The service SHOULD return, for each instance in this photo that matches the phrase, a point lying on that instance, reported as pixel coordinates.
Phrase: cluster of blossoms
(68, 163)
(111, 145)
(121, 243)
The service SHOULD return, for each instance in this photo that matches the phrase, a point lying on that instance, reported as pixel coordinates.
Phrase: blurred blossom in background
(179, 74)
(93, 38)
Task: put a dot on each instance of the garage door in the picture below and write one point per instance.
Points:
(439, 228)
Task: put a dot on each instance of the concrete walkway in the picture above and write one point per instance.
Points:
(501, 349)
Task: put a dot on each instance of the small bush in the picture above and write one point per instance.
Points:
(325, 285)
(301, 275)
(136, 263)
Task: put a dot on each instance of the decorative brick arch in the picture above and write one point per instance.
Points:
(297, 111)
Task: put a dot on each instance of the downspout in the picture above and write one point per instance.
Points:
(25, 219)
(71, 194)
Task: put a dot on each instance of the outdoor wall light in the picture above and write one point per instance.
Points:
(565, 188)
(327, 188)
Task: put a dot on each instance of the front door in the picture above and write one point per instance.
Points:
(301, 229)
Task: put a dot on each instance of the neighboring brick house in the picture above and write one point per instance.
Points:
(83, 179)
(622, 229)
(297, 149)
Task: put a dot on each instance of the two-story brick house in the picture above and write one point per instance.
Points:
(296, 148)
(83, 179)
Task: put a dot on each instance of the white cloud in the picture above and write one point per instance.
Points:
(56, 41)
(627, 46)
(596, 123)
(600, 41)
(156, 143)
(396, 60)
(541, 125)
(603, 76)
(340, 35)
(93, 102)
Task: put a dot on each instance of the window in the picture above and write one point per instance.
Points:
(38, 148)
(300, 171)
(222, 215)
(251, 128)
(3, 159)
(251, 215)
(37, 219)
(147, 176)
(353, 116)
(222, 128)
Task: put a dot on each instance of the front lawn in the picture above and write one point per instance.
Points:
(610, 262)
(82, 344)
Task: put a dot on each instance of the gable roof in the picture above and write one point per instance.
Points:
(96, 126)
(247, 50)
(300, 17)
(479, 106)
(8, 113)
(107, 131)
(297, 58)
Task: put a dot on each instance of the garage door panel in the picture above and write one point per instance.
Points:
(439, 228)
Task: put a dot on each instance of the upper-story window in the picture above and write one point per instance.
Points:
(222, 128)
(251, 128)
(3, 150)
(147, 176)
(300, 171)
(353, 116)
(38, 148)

- - - - - - -

Prompt. Using the records above, please retype only the run of lines from the line holding "Task: put a dot on each instance of the gable" through the last line, both ends included.

Result.
Task: put a dot on each instance of the gable roof in the picture above and write one point per instance.
Points:
(96, 126)
(247, 50)
(300, 17)
(479, 106)
(8, 113)
(107, 131)
(297, 58)
Task: put a dot on each instance of the garage door panel in the picture above and write one point per instance.
Points:
(439, 228)
Task: put a dot on each instance of the upper-story window in the picture above and write one point per instance.
Points:
(222, 128)
(251, 128)
(3, 150)
(147, 176)
(300, 171)
(353, 116)
(38, 148)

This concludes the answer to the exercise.